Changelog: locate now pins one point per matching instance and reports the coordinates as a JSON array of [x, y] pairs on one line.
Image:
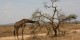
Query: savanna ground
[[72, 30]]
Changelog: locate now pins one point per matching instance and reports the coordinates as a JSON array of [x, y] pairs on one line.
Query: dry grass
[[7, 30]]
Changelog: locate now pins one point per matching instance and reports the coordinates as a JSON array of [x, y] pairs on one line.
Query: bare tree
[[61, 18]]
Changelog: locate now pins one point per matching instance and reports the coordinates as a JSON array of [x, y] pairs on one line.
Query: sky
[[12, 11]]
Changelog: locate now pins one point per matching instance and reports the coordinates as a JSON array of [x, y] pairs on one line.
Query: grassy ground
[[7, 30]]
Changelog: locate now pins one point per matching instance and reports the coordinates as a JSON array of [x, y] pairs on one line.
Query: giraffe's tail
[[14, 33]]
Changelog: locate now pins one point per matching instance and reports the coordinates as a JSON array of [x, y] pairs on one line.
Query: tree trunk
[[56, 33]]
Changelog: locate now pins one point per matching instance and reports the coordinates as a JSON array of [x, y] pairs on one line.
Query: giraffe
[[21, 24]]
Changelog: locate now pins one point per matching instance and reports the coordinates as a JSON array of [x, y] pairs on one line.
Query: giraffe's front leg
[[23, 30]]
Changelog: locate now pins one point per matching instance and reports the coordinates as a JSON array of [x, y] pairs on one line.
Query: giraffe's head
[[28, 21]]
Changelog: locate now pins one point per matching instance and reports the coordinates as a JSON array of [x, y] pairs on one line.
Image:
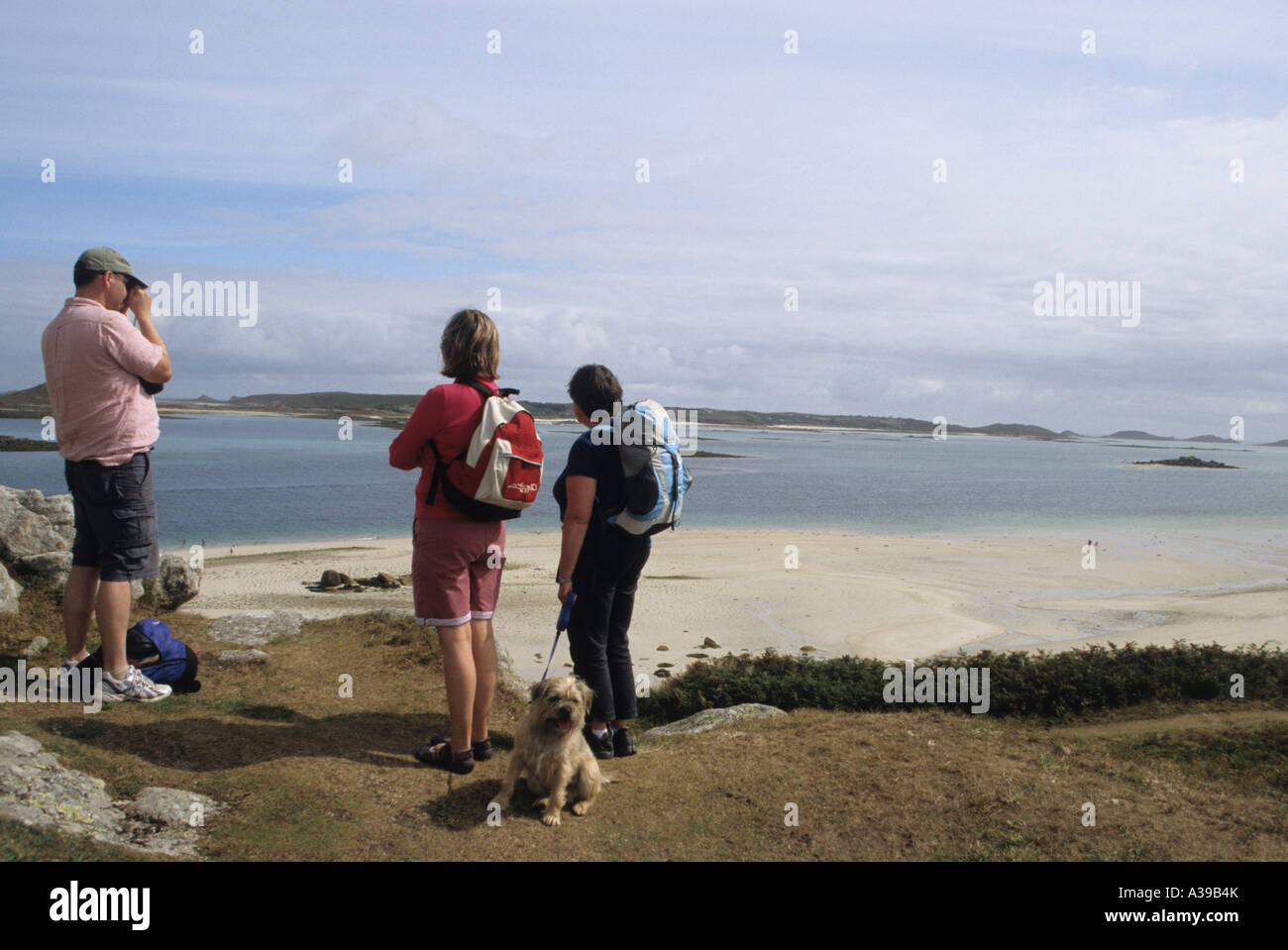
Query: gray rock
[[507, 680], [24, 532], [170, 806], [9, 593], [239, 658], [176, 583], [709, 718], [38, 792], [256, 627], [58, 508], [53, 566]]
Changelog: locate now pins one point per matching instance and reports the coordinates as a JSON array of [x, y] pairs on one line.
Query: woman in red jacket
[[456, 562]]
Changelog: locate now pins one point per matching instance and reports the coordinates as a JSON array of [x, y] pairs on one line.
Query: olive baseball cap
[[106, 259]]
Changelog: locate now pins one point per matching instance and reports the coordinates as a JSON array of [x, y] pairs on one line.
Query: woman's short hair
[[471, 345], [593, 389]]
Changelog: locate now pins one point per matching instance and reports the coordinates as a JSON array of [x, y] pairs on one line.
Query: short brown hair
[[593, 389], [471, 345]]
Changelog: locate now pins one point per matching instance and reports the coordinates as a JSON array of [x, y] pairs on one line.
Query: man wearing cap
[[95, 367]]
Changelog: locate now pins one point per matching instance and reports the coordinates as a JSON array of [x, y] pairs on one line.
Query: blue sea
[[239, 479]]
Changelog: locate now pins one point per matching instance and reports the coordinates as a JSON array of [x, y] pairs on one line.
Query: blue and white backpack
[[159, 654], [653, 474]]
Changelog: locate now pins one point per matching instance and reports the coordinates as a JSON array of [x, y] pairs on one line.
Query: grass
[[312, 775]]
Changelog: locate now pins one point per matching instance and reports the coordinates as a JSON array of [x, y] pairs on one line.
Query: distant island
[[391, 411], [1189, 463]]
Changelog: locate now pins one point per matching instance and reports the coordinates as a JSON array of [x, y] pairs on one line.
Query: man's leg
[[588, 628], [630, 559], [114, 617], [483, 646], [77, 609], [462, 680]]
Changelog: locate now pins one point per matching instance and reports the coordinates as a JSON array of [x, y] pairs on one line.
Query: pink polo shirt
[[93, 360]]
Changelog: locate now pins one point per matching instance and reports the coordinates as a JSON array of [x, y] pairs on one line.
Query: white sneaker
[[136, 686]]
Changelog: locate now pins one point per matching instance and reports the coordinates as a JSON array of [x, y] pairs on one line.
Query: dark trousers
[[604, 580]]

▸ WHAT IS EXPECTED: Could the entries above be written out word for word, pictures excluded?

▸ TASK RESULT:
Changelog: locate now pins one point per matching instance and reports the coordinates as a JSON array of [x, y] pairs on one line.
Image:
Query: savanna ground
[[72, 30]]
Changelog: locate now pins one point per matching instance and reports the coordinates as a JSON array of [x, y] pairs on one line.
Query: dry grass
[[7, 30]]
Changelog: locate now pins one point per matching instance and reports the coordinates as a JSON array of [x, y] pairs on one line.
Query: bare tree
[[61, 18]]
Changelog: locate now pins one point per matching instance and reports the coordinates as a JSON array of [x, y] pairs on one line.
Query: sky
[[12, 11]]
Changelog: locate now pins one point per matching instance and reports the coordinates as a JSON array of [x, y] pairs on one line.
Query: grassy ground
[[7, 30]]
Changelog: locate now pins one point per matching instance and reports the coordinates as a JSON array of [x, y] pairs on one line.
Query: giraffe's tail
[[14, 33]]
Changelog: locate now pins one point per matching instance and reports the coordinates as a JSON array of [x, y] pairs on one line.
Query: tree trunk
[[56, 33]]
Changelog: locate now pins one point per matching instance and reports the coordinates as a JSON array of [x, y] pairs on one line.
Query: giraffe
[[21, 24]]
Changelog: locate now pins one point per matching instance and reports the coordinates as a JSON array of [x, y] pairs on one line.
Query: giraffe's front leg
[[23, 30]]
Changelog: locate now pins one point per matching instance and reports the coordinates as a JSON array of [x, y] pairs on one line.
Query: giraffe's head
[[28, 21]]
Changelog: locate now pins one point per matching instance and reports the coordinates as a JSON array of [x, y] pairs on one line.
Image:
Query: gray rock
[[507, 680], [24, 532], [170, 806], [9, 593], [239, 658], [176, 583], [709, 718], [38, 792], [256, 627], [58, 508], [53, 566]]
Changelog: locate now pins one point per matching instance and reports the coordinates as a JSON array of [x, y] pairs on one line.
Query: woman in red jacket
[[456, 562]]
Changelog: locate now pins one point per matching instance and reports the coordinates as a JSON array of [x, y] pairs on one line.
Query: olive baseball cap
[[106, 259]]
Changelog: locate now pins one point per matching instance and reports the coordinates as a JSON array of [x, y] pairs on one line.
Query: woman's short hair
[[471, 345], [593, 389]]
Changelog: locate now pins one point per matching instance and reports the coordinates as a JSON array of [x, y] pairs on one line.
Query: short brown hair
[[593, 389], [471, 345]]
Changelog: locate now pins one point per matching instance and reports the coordinates as a JSON array of [x, y] pairs on one line.
Query: man wearing cap
[[95, 367]]
Changelog: locate now pins one point per matching instance and reports the coordinates as a JSON array of [x, y] pairs on one line.
Query: blue sea
[[239, 479]]
Changelog: locate now pins one point per matching instance and reports the coordinates as a JSON array of [x, y] pairs on one line.
Query: blue and white backpack
[[159, 654], [653, 474]]
Changelog: locate now pins one point per matching instance and reports the coordinates as a JSON array of [x, y] pairs on one line.
Query: grass
[[312, 775]]
Changelog: locate now pins one point per matching instance and reports the coordinates as a JSON array of [x, y] pairs on one line.
Query: distant island
[[391, 411], [1189, 463]]
Changelog: locate now pins one point per matching instance and reports the coordinates as a JSON array of [x, y] pairs on one line.
Query: man's leg
[[588, 628], [630, 559], [114, 617], [483, 646], [77, 609], [462, 680]]
Changelog: locate now pins one point per matching instance and reports the coordinates as a JSON array of [x, y] pairs on one line.
Query: pink polo shirt
[[93, 360]]
Changelog: locate now pins one point per matching instance and reports the coordinates as a JSON array of [x, y] pairs on one line.
Query: white sneaker
[[136, 686]]
Changelog: locate now pins one point per matching instance and reports the coordinates as a JSON array of [x, y] pairs on one line.
Query: dark trousers
[[604, 580]]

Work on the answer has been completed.